Source extract:
----

EIP’s general investment approach is to invest with the regulated monopoly shippers of energy who may benefit when the cost of the energy they are shipping declines, unlike the upstream energy producers whose fortunes are tied to commodity prices. EIP believes this approach remains sound in a transition to lower-carbon energy; the “upstream” makers of wind turbines and solar panels operate in a competitive market that may pressure prices and margins, but the buyers of those products—including utilities and their customers—may benefit as costs decline. Portfolio construction for the fund involves a four step process that screens companies for a positive carbon impact and eliminates companies involved in coal production, crude oil exploration and production, or crude oil transportation, storage or delivery. “This unique strategy provides exposure to companies that may have the greatest impact on reducing carbon emissions, while also pursuing attractive risk-adjusted returns, with a relatively stable stream of income,” said Ryan Issakainen, CFA, Senior Vice President, ETF Strategist at First Trust.
In addition to James Murchie, the fund’s portfolio management team from EIP includes Eva Pao, Co-Portfolio Manager and Principal of EIP, and John Tysseland, Co-Portfolio Manager and Principal of EIP.
For more information about First Trust, please contact Ryan Issakainen at (630) 765-8689 or [email protected].
About First Trust
First Trust is a federally registered investment advisor and serves as the fund’s investment advisor. First Trust and its affiliate First Trust Portfolios L.P. (“FTP”), a FINRA registered broker-dealer, are privately held companies that provide a variety of investment services. First Trust has collective assets under management or supervision of approximately $134 billion as of July 31, 2019 through unit investment trusts, exchange-traded funds, closed-end funds, mutual funds and separate managed accounts. First Trust is the supervisor of the First Trust unit investment trusts, while FTP is the sponsor. FTP is also a distributor of mutual fund shares and exchange-traded fund creation units. First Trust and FTP are based in Wheaton, Illinois. For more information, visit http://www.ftportfolios.com.

----

Continue the First Trust fund announcement from its final sentence. The listing comes from a separate source.

----

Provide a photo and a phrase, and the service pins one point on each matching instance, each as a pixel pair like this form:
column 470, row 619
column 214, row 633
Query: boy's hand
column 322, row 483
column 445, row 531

----

Expected answer:
Founded in 2003, EIP currently manages a $6 billion portfolio of high quality, well managed publicly traded energy infrastructure companies that own natural monopolies operating under state and federal cost-of-service regulation or long-term creditworthy contracts. EIP’s expertise covers the energy industry as well as state and federal energy policy and utility regulation. EIP’s approach, which in its view drives investment success over time, is a singular focus on the quality of the management teams of its portfolio companies.
You should consider the fund’s investment objectives, risks, and charges and expenses carefully before investing. Contact First Trust Portfolios L.P. at 1-800-621-1675 or visit www.ftportfolios.com to obtain a prospectus or summary prospectus which contains this and other information about the fund. The prospectus or summary prospectus should be read carefully before investing.
The fund lists and principally trades its shares on the NYSE Arca, Inc.
Investors buying or selling fund shares on the secondary market may incur customary brokerage commissions. Market prices may differ to some degree from the net asset value of the shares. Investors who sell fund shares may receive less than the share’s net asset value. Shares may be sold throughout the day on the exchange through any brokerage account. However, unlike mutual funds, shares may only be redeemed directly from the fund by authorized participants, in very large creation/redemption units. If the fund’s authorized participants are unable to proceed with creation/redemption orders and no other authorized participant is able to step forward to create or redeem, fund shares may trade at a discount to the fund’s net asset value and possibly face delisting.
The fund’s shares will change in value, and you could lose money by investing in the fund. One of the principal risks of investing in the fund is market risk. Market risk is the risk that a particular stock owned by the fund, fund shares or stocks in general may fall in value. The fund is subject to management risk because it is an actively managed portfolio. In managing the fund’s investment portfolio, the sub-advisor will apply investment techniques and risk analyses that may not have the desired result. There can be no assurance that the fund’s investment objective will be achieved.
The fund may invest in small capitalization and mid capitalization companies. Such companies may experience greater price volatility than larger, more established companies.
The companies held by the fund may not ultimately undertake, or be successful in, their efforts to reduce the carbon impact of the production, transportation, conversion or storage of energy.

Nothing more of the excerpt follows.